Extrait du texte ▸
□ □ □ □ □ □ □
Ce qui sépare les anciennes traditions de la politique nouvelle, c’est précisément l’intervention d’intérêts moraux dont les révolutions ont annoncé l’avènement et assuré le triomphe. La pensée est venue faire cause commune avec la politique positive, la guider, la transformer et l’agrandir. Il importe ici de s’expliquer nettement et de tomber d’aplomb sur la réalité même.

Quand, à la fin du siècle dernier, la France dut résister à toute l’Europe, elle eut nécessairement l’instinct de lui opposer ses principes, et de lui lancer, au milieu de ses bombes, ses passions et ses idées. En développant sur tous les points une propagande armée, la France pourvoyait non-seulement à sa vengeance, mais à sa sûreté ; en faisant adopter ses principes aux peuples, non-seulement elle satisfaisait sa fierté, et, pour ainsi parler, son amour-propre d’auteur, mais elle facilitait la victoire, gagnait des alliés, reculait ses frontières, et devait à la contagion de l’enthousiasme de notables profits.
□ □ □ □ □ □ □
Exercices ▸
A: Recopiez mot pour mot le passage sur la politique nouvelle, en commençant à « Quand, à la » et en finissant à « de notables profits. ».
B: Rédigez la suite du passage sur la politique nouvelle, à partir de sa dernière phrase.

Données affichées ▸
□ □ □ □ □ □ □
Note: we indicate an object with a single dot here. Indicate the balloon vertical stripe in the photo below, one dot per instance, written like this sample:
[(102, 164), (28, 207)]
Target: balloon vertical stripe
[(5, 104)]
□ □ □ □ □ □ □
Corrigé ▸
A:
Quand, à la fin du siècle dernier, la France dut résister à toute l’Europe, elle eut nécessairement l’instinct de lui opposer ses principes, et de lui lancer, au milieu de ses bombes, ses passions et ses idées. En développant sur tous les points une propagande armée, la France pourvoyait non-seulement à sa vengeance, mais à sa sûreté ; en faisant adopter ses principes aux peuples, non-seulement elle satisfaisait sa fierté, et, pour ainsi parler, son amour-propre d’auteur, mais elle facilitait la victoire, gagnait des alliés, reculait ses frontières, et devait à la contagion de l’enthousiasme de notables profits.

B:
Ce qui était alors naturel et utile, ne le serait plus aujourd’hui : depuis cinquante ans les principes de la révolution française sont disséminés et connus ; beaucoup de peuples les ont adoptés et cherchent à les exprimer suivant la convenance de leurs mœurs et de leur nationalité ; une moitié de l’Europe est convertie à la liberté constitutionnelle.

D’un côté, la France a déjà fait passer dans sa constitution une partie des principes nouveaux ; de l’autre, l’Europe, ou s’est empressée de l’imiter, ou est obligée de l’accepter. Il n’y a plus d’intérêt à une propagande ardente et altière ; mais il y a place pour les sympathies et les affinités morales.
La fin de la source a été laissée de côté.